Challenge 1:
How many base filters does Core Image include, according to the Core Image transcript?
Challenge 2:
Put the records from the line with "mark the region of every instance of the dog's" to the line with "170], [38, 255]]" into a Markdown table with the columns Row and Line, one numbered row per line and no blank lines.

Provided text:
And this simple example we now have 2 filters. An original image goes through a sepia tone filter, and then the output of that goes into a hue rotation filter. And that gives us a look at the output which looks kind of like a blue tone rather than a sepia tone image. And obviously these are just 2 filters, but if you can combine more you can see how you can get much more complex effects.

One key aspect of Core Image is that it will concatenate filters whenever possible. The idea behind this is even though we're applying 2 filters we don't necessarily want to have an intermediate image in between them. And so by concatenating filters we're reducing the number of images, and that improves performance.

And of course, as I alluded to earlier, complex graphs of filters are supported. It doesn't have to be a linear chain. You can have tree-type graphs with multiple input images producing in the end a final output image. And this again allows for much more complicated filter effects, including spacial effects and distortion effects, and so forth. And no matter how complex your graph is, Core Image will work to optimize that graph to give the best possible performance.

So as I mentioned, Core Image includes 125 base filters. So let me just give you a quick demonstration of what some of those filters look like. We have an original image here. We include four different types of geometry filters for doing A fine scales, or rotations of an image. We have a bunch of distortion effects, such as this glass effect that we can apply to an image.

We have a whole bunch of different blur operations. We'll be talking about that a little bit more later on in the show. We have typically Gaussian blurs, but we also have something called a disblur, which is used for more photographic effect. We have several different types of sharpening an image, several different color adjustments, and color effects to produce different distortions on an image. More fun, stylized filters.

These are some of the filters that you see in Photo Booth. Halftone effects, such as a cmyk halftone effect. Different tilings of images, which will be useful. We also have 7 generators. A generator is a special class of filter that produces an image but doesn't take an input image.

So for example, this one produces a star burst pattern. We also have nine different filters which are of a class of filters we call transition filters. And transition filters are very useful for video. They take 2 images and a transition time, which will allow you to do wipes between a source and a destination. We have lots of composite operations, all the standard porter-duff composite modes and others. And then we have several reduction type filters. These are filters that allow you to get information about an image and reduce it down. The most typical example of that is a histogram.

So we have histogram filters as well. So that's our filter set, or a brief tour of it at least. Let me talk to you a bit more about how Core Image optimizes filter graphs, because this is one of the key features that I think Core Image provides to your application.

So Core Image contains a runtime just-in-time Compiler that is designed to optimize your filter graph. The optimization is deferred until the image is actually drawn. And this allows us to only evaluate just the portion of your image as needed to render. That means, for example, if you're zooming in on a very small portion of your image, Core Image will only execute the portion of the kernel that's needed to render that sub-wrapped.

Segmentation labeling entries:
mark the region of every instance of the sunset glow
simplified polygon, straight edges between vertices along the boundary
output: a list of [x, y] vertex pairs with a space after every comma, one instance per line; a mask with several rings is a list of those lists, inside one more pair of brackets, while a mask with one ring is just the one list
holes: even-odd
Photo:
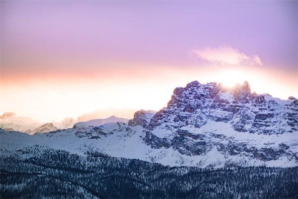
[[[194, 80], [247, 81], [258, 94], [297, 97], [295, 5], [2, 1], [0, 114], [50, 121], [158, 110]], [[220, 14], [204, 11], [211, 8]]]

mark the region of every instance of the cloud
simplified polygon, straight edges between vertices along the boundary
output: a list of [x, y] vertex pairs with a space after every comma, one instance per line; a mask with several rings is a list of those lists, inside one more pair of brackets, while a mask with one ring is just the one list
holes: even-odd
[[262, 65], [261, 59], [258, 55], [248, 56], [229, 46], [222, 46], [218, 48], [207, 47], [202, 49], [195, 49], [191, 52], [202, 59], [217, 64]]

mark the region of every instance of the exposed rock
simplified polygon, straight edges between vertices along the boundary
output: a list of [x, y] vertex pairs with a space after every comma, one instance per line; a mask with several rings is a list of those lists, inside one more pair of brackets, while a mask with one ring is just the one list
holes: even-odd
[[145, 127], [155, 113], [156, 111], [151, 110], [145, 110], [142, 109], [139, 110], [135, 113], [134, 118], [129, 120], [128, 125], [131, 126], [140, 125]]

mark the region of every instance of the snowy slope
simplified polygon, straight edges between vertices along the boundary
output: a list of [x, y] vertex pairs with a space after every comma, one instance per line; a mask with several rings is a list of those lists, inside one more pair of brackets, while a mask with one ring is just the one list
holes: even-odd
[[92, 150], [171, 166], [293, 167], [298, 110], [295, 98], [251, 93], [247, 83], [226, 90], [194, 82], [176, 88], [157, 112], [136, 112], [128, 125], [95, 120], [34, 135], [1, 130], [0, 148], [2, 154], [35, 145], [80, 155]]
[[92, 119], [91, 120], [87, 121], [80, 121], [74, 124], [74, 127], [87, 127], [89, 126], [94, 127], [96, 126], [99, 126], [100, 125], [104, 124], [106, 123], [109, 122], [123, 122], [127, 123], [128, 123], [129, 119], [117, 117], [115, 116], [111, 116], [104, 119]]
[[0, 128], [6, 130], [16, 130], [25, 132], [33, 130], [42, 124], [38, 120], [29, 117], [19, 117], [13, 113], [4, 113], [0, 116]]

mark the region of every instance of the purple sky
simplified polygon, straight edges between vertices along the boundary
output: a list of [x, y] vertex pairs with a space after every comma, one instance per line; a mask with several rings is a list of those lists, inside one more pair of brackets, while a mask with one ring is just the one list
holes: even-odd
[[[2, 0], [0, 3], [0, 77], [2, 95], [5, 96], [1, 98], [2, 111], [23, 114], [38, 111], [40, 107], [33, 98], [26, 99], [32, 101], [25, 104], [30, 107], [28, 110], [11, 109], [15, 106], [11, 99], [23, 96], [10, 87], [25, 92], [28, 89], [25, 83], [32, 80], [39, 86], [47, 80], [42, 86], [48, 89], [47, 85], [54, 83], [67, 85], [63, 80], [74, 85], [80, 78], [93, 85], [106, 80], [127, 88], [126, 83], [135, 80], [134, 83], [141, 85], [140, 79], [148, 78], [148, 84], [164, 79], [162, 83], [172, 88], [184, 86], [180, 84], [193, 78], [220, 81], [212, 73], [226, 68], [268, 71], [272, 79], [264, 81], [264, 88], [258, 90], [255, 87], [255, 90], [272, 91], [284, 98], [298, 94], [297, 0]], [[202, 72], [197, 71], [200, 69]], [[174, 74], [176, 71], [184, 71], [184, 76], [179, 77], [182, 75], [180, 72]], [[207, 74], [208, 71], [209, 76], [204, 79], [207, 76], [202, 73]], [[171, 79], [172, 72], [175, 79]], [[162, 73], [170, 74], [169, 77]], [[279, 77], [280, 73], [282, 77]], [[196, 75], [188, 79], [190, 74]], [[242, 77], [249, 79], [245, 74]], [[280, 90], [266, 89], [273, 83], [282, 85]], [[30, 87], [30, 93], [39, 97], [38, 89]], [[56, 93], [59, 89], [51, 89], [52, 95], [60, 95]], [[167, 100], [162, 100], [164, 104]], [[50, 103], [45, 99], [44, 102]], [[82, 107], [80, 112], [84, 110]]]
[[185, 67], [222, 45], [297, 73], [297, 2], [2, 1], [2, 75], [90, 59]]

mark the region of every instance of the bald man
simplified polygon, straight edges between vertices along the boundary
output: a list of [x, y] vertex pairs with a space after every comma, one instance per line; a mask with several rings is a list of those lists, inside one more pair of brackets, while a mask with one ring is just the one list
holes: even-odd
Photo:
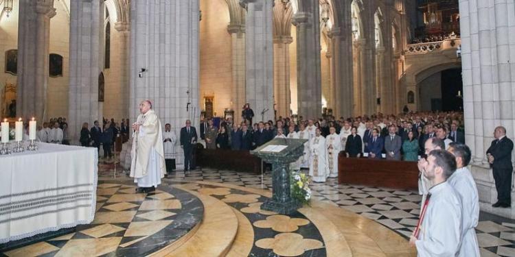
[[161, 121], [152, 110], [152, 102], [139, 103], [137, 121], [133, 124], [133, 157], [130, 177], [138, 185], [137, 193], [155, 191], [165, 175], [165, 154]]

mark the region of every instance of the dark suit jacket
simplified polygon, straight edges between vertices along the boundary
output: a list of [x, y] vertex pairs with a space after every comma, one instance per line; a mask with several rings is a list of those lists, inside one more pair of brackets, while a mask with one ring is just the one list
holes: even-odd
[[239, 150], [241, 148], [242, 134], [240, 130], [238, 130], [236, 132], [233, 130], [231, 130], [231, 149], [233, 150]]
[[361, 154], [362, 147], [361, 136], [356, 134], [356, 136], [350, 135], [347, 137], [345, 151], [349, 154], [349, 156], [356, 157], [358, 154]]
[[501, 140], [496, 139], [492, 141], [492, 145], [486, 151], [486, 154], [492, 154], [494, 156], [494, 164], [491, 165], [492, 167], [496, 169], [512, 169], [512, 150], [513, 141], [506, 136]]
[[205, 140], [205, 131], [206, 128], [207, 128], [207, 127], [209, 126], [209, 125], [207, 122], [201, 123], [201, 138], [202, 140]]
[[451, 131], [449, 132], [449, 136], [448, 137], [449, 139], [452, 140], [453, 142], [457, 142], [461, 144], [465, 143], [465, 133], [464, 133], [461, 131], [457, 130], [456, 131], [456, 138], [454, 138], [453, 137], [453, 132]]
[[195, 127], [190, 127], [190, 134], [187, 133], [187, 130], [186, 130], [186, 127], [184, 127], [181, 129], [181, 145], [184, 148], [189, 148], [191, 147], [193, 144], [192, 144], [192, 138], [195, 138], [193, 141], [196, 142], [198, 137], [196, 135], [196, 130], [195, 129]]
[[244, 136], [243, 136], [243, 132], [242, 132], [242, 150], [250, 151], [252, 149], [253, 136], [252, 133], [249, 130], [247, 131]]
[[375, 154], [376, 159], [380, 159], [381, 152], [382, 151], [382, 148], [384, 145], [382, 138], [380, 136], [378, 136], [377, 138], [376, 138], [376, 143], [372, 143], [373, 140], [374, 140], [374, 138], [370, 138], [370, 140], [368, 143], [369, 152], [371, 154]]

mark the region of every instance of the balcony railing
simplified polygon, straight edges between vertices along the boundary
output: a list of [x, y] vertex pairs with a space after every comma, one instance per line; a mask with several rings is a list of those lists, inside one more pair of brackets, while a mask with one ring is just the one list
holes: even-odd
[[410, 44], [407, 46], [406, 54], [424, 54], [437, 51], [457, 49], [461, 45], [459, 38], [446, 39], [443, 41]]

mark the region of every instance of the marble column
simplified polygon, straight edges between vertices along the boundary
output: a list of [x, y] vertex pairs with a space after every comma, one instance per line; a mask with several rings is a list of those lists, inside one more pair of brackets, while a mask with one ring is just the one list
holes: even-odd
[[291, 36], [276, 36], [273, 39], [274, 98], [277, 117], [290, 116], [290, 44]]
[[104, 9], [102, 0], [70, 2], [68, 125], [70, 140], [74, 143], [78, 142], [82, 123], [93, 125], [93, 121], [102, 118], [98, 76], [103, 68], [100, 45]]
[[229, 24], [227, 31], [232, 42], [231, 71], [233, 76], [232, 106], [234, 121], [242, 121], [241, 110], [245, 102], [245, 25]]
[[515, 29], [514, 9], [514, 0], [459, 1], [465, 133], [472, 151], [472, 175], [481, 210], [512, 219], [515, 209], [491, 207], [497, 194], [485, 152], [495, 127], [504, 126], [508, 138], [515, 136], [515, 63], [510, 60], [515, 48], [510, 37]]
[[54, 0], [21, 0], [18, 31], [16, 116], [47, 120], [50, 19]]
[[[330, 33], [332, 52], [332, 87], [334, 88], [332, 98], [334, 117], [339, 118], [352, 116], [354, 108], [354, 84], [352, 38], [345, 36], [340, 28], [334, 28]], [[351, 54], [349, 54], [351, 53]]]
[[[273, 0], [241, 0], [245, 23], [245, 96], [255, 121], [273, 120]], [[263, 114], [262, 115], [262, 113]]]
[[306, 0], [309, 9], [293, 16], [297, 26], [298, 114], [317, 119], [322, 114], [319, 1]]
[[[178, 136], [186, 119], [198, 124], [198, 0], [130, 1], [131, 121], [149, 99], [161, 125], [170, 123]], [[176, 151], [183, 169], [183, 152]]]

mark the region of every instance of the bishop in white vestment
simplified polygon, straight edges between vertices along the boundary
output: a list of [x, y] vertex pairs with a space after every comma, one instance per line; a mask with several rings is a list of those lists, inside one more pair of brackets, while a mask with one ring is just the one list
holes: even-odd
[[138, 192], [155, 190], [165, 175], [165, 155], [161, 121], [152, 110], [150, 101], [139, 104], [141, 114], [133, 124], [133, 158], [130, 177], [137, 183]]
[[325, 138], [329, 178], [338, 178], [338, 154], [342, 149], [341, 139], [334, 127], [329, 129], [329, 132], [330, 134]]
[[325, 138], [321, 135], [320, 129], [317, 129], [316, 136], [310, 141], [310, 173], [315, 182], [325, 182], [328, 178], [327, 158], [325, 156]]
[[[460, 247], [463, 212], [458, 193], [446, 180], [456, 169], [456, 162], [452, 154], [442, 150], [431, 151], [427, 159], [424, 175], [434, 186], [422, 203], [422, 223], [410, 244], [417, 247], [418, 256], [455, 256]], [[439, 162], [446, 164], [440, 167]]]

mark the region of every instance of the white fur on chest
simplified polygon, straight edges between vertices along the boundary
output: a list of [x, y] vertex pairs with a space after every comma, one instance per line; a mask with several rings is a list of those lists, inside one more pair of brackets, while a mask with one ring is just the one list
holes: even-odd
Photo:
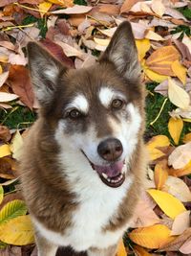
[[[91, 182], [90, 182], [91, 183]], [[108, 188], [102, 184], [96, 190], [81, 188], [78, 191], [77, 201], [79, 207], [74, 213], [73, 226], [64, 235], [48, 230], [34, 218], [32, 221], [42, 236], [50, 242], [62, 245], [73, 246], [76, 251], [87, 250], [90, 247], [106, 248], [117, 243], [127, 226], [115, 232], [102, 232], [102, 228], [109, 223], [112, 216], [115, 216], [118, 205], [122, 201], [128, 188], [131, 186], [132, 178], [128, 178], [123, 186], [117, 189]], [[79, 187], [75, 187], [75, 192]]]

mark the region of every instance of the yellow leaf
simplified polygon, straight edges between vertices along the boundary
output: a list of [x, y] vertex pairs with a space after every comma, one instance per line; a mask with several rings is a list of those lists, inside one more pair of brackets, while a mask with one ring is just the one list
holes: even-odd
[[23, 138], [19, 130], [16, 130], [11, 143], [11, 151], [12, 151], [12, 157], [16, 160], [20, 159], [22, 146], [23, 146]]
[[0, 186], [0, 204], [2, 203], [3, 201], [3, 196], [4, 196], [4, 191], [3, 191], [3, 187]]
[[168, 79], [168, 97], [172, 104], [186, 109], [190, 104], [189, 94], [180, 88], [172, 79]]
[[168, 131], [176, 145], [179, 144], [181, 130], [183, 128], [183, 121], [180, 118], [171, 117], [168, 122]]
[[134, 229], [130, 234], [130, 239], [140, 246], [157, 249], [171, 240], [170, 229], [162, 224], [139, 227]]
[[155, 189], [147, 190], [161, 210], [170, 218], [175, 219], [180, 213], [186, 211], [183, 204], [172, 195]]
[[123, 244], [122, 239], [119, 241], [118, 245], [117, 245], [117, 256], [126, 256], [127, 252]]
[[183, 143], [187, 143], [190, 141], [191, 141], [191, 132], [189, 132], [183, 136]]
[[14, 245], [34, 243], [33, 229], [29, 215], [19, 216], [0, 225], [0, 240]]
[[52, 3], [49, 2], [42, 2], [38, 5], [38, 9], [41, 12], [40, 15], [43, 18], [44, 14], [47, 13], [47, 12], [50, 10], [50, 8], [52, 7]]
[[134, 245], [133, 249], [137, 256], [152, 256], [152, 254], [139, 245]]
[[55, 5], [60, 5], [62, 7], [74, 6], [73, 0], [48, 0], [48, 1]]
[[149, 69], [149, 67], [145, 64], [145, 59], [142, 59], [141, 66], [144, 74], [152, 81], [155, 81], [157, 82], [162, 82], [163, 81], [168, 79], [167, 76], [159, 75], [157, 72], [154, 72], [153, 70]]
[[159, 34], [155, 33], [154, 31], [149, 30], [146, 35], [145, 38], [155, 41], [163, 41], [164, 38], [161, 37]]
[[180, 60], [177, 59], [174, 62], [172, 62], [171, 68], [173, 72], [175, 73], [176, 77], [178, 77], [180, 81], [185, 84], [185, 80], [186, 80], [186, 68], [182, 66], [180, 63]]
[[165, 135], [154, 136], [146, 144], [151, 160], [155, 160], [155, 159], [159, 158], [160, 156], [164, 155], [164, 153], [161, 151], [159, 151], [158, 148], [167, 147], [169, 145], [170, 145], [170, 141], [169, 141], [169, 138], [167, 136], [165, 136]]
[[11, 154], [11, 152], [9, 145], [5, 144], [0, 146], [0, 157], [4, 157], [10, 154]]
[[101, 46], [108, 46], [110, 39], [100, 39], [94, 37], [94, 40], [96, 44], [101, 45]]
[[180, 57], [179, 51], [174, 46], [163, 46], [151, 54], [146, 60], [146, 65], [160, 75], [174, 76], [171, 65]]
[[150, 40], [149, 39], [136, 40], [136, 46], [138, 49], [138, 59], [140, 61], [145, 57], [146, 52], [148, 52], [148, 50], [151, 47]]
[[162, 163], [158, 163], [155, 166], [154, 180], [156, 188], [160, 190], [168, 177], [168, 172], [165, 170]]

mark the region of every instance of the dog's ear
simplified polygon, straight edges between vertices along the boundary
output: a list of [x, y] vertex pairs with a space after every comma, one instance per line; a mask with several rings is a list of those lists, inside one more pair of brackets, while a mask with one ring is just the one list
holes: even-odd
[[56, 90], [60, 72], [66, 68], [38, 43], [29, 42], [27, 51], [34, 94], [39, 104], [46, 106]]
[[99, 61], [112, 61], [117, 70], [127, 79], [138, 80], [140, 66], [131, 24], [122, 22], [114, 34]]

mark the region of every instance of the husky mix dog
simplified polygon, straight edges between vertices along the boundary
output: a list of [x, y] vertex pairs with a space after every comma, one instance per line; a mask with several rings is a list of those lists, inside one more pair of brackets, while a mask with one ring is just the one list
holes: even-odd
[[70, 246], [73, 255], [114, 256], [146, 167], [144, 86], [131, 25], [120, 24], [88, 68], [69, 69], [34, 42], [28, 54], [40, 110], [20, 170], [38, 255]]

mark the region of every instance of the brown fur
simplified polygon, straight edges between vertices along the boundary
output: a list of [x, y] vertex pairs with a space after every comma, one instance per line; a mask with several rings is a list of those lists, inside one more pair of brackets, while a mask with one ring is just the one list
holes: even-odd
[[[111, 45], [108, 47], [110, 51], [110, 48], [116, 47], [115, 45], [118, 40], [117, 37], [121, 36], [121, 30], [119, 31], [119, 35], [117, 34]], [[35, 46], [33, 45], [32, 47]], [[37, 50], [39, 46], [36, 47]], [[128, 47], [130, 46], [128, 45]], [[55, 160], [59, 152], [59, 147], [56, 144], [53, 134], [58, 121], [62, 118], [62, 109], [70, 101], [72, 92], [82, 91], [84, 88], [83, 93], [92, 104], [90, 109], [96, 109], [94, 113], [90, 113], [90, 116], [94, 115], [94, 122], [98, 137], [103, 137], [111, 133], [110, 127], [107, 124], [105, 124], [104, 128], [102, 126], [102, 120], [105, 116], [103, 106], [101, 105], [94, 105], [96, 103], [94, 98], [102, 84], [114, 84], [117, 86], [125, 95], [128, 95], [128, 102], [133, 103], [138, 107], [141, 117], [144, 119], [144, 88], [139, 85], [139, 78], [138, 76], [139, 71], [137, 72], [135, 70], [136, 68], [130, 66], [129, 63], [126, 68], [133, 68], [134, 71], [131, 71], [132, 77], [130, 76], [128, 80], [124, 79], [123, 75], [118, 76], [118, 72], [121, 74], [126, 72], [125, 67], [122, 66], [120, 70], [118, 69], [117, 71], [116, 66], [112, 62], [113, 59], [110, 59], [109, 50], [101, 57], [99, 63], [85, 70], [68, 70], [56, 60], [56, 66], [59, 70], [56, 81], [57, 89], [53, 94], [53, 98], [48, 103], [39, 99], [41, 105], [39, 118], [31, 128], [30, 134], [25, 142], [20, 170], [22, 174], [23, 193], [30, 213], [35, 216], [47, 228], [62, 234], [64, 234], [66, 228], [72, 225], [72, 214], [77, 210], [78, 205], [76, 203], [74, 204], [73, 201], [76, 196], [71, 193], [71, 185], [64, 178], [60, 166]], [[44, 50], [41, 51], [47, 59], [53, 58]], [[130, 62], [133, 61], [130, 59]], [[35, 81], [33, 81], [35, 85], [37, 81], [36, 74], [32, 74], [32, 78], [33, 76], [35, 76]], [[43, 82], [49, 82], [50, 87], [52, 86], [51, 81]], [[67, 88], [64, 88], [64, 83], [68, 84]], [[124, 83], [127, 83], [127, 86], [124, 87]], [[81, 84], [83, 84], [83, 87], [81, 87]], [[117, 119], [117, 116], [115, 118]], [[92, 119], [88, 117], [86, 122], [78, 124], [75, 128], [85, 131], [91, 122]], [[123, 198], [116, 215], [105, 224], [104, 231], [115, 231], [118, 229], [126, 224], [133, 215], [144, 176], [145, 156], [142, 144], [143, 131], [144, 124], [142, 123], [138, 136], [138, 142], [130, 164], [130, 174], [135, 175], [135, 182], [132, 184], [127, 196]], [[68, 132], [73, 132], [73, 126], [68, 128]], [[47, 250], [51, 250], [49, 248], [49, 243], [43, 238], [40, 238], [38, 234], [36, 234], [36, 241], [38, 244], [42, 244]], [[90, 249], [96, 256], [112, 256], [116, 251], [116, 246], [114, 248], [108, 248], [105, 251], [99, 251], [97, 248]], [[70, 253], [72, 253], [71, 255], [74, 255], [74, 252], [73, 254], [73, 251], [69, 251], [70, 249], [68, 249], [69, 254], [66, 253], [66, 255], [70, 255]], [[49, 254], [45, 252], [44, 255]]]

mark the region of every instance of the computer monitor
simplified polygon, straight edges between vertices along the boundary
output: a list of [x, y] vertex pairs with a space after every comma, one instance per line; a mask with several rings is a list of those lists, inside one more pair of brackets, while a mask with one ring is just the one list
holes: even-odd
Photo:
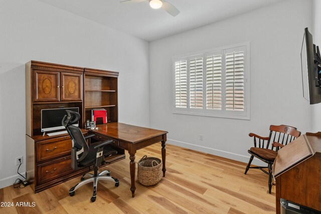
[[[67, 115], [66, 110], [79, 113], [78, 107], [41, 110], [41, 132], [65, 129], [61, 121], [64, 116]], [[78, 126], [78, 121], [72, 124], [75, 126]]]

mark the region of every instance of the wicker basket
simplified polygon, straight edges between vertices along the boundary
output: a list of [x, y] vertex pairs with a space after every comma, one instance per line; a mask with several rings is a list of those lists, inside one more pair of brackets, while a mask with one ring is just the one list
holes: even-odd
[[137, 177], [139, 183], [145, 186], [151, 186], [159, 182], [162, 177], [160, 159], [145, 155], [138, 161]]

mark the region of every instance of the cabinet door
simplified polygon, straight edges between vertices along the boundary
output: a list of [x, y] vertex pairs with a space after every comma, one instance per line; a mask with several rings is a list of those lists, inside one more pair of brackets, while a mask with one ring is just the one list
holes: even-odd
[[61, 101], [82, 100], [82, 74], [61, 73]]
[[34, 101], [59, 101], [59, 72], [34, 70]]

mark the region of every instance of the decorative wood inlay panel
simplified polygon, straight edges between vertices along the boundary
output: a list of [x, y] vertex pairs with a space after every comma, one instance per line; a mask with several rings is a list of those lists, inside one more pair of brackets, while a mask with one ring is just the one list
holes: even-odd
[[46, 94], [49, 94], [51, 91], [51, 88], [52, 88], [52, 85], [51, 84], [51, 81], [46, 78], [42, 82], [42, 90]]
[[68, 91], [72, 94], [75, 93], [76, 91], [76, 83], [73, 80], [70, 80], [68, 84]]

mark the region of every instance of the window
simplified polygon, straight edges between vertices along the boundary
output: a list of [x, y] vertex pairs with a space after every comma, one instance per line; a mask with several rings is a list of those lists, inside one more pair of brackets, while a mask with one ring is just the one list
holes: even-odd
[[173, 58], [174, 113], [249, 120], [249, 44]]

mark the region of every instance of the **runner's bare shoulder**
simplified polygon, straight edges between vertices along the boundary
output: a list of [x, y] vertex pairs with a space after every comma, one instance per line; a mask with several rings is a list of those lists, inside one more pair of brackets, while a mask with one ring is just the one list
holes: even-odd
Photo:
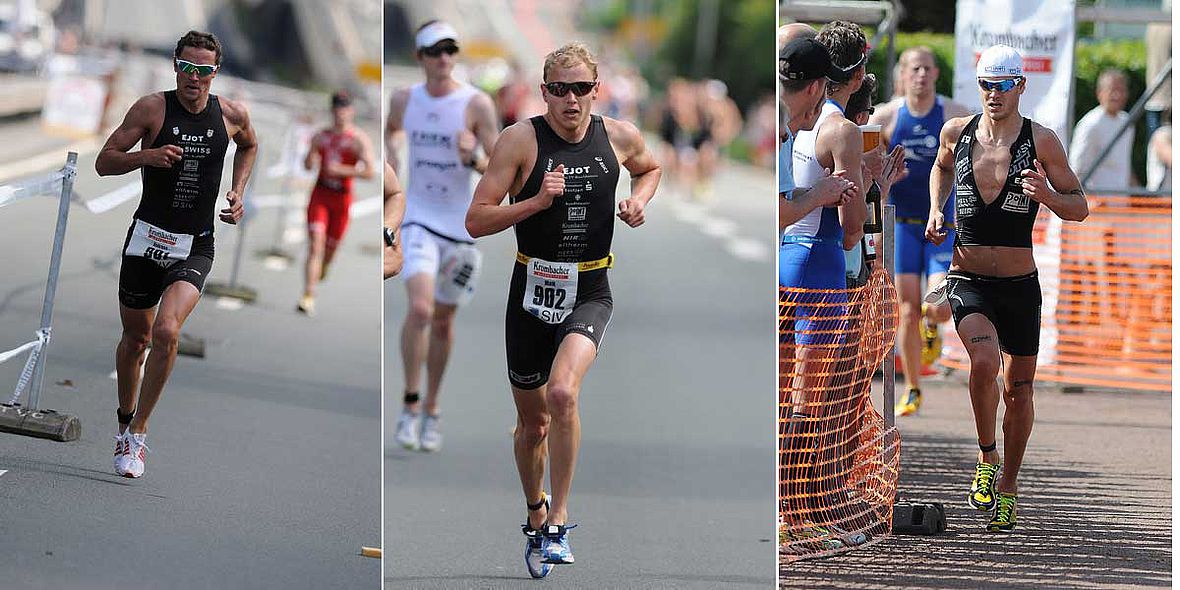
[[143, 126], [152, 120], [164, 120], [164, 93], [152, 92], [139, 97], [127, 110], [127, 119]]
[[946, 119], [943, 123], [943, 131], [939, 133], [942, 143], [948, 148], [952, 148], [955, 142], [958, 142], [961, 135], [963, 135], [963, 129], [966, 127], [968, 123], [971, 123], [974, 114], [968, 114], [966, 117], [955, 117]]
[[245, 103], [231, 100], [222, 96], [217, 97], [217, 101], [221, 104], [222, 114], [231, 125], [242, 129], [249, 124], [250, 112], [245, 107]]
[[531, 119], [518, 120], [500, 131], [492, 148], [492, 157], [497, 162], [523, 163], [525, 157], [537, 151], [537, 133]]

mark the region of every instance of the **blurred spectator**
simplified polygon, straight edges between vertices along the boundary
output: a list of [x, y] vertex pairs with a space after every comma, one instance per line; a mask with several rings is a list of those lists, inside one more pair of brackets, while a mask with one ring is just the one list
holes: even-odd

Task answer 1:
125

Task answer 2:
| Row | Line |
|---|---|
| 1 | mark the region of every instance of the dog's ear |
| 2 | simplified polygon, straight edges between vertices along the boundary |
| 3 | output: a list of [x, y] vertex pairs with a space after every comma, one instance per line; a mask with several rings is a list of those lists, inside one more pair of brackets, while a mask with one ring is just the one list |
| 4 | holes: even-odd |
| 5 | [[56, 90], [60, 72], [66, 68], [38, 43], [29, 42], [27, 51], [34, 94], [39, 104], [46, 106]] |
| 6 | [[99, 61], [112, 61], [117, 70], [127, 79], [138, 80], [140, 66], [131, 24], [122, 22], [114, 34]] |
| 7 | mark the region of every instance of the husky mix dog |
| 8 | simplified polygon, straight edges between vertices along the boundary |
| 9 | output: a list of [x, y] vertex pairs with a space after every comma, one instance per line; a mask with several rings is a list of those lists, inside one more pair of brackets, while a mask with one ring is just the one list |
| 10 | holes: even-odd |
| 11 | [[70, 246], [73, 255], [114, 256], [146, 167], [144, 86], [131, 25], [120, 24], [88, 68], [69, 69], [34, 42], [28, 54], [40, 110], [20, 170], [38, 255]] |